MATERIAL PROVIDED:
────────────────────────────────────────

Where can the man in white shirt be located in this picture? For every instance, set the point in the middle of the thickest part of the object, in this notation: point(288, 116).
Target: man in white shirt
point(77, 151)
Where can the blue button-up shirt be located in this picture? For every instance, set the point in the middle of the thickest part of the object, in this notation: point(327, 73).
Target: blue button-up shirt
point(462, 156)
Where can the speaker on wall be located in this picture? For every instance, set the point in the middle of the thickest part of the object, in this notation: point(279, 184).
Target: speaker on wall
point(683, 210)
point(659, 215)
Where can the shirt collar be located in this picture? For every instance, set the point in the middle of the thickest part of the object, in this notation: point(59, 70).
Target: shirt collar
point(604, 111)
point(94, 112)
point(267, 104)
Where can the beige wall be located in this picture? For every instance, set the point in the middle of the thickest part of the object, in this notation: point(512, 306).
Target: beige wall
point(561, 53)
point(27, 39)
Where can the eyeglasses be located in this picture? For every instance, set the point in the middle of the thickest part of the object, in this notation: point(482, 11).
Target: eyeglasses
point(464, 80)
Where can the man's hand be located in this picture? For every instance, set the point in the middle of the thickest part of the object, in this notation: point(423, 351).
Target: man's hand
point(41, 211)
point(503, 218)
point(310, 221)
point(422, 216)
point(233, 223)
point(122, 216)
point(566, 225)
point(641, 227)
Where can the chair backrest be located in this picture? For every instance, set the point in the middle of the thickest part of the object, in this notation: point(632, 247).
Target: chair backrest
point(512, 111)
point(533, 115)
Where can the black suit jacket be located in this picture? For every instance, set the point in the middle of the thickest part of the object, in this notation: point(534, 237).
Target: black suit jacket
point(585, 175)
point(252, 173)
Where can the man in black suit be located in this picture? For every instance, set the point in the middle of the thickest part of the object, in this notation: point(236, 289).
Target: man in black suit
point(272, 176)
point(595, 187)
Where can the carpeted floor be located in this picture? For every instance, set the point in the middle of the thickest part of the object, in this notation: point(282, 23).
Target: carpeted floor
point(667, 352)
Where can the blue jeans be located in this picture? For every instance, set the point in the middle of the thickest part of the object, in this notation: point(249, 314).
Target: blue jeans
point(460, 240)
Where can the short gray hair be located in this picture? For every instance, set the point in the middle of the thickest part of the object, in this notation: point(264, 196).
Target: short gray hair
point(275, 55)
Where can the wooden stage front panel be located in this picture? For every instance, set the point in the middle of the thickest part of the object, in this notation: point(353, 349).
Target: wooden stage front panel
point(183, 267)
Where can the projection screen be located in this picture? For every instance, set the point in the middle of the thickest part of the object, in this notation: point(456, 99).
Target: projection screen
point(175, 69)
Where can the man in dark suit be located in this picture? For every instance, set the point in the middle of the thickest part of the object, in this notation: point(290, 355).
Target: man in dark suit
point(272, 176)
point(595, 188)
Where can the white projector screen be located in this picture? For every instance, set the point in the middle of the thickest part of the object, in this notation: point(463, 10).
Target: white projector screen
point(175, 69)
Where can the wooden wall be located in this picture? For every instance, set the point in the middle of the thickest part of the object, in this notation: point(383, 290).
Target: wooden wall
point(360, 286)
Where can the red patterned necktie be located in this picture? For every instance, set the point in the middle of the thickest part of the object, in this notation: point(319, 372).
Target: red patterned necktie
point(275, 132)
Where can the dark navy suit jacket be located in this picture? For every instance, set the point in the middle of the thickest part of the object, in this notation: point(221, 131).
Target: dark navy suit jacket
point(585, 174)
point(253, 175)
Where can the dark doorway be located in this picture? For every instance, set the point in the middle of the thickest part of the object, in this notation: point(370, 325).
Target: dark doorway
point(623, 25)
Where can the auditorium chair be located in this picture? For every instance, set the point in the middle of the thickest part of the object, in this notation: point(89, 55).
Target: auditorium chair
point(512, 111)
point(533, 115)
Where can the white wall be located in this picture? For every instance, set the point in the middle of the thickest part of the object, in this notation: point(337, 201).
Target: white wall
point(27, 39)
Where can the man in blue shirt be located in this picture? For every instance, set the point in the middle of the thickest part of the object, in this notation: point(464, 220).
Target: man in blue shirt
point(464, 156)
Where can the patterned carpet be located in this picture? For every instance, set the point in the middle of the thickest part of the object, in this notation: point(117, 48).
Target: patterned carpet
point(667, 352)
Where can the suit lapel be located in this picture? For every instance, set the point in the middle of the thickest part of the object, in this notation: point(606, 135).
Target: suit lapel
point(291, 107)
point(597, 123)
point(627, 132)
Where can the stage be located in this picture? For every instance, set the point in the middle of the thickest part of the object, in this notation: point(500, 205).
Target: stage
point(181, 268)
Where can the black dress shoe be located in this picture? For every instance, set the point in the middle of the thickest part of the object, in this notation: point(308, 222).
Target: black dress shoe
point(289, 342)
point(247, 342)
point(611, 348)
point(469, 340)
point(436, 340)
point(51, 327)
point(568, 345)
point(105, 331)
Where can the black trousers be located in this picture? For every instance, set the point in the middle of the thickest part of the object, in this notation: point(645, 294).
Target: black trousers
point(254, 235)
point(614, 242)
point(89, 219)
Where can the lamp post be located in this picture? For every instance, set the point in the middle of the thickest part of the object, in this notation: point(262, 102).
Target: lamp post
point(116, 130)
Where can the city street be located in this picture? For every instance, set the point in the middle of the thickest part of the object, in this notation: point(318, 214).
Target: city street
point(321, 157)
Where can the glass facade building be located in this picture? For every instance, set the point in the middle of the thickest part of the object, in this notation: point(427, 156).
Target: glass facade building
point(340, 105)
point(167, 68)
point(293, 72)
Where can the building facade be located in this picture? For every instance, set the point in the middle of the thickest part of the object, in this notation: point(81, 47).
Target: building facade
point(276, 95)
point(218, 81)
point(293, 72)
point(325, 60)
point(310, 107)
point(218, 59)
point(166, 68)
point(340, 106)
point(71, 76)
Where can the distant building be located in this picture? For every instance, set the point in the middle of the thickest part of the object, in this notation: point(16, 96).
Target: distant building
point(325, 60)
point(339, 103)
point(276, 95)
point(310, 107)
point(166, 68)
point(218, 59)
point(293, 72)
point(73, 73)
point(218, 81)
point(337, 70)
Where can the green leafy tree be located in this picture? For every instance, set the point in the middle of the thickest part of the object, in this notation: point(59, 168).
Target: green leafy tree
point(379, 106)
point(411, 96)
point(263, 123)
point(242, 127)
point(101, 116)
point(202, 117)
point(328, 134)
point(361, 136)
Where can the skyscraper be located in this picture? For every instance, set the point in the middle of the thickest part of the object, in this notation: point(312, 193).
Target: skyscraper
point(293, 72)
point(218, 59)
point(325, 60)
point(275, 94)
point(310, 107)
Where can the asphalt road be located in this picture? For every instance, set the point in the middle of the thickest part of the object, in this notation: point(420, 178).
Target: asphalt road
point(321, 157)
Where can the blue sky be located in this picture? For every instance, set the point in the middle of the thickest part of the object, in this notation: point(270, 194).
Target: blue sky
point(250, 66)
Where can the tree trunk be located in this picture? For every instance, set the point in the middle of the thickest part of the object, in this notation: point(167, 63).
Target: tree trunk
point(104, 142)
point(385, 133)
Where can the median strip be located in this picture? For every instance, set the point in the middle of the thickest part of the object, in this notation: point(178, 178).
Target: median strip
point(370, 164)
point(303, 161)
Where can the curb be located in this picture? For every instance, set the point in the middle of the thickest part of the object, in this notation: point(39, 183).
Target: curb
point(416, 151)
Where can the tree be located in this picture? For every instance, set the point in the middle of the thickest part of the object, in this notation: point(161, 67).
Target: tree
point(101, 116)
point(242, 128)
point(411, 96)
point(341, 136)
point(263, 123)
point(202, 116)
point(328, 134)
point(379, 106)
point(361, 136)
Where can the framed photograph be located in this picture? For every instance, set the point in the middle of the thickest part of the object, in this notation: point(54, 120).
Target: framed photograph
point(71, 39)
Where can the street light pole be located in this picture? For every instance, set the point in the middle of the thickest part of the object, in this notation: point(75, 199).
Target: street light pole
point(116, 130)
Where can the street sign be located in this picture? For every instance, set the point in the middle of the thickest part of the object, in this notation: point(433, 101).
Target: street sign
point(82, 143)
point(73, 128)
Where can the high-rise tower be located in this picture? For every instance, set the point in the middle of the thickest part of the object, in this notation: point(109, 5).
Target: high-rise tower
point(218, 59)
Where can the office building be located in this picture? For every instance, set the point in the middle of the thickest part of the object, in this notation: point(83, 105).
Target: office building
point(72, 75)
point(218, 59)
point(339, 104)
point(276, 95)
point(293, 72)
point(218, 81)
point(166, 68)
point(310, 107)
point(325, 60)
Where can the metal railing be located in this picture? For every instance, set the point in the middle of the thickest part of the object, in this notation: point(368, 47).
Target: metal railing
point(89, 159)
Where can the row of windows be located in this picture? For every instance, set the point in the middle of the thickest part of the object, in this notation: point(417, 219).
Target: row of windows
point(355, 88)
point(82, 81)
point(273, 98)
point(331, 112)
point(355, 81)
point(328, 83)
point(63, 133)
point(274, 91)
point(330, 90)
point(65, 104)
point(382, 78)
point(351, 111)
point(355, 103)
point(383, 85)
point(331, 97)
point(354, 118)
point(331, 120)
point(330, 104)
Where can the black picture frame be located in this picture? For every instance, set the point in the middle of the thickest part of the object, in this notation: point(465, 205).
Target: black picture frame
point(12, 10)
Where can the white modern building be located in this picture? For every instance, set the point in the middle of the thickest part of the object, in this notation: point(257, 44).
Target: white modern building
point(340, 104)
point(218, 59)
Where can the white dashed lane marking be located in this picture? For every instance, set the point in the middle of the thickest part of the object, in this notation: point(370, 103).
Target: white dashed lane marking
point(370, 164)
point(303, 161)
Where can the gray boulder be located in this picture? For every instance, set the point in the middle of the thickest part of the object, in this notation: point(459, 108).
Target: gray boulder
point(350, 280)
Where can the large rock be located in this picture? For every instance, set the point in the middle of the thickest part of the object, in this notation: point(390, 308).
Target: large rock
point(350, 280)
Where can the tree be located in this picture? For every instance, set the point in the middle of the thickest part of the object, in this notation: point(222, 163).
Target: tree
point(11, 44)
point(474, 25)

────────────────────────────────────────

EXERCISE REQUIREMENTS:
Taking the listing above as the source, transcribe only the lines starting at the line with "Where can the high-rise" and going through the line with "Where can the office", unaltered and with both ends included.

TASK RESPONSE:
Where can the high-rise tower be located in this picture? For every instance, set the point in the middle of the thickest part of the object, in this notation: point(109, 5).
Target: high-rise tower
point(218, 59)
Where can the office building be located in this picture? For every instance, set the point in the middle of the thickest part of the object, in this notation: point(83, 105).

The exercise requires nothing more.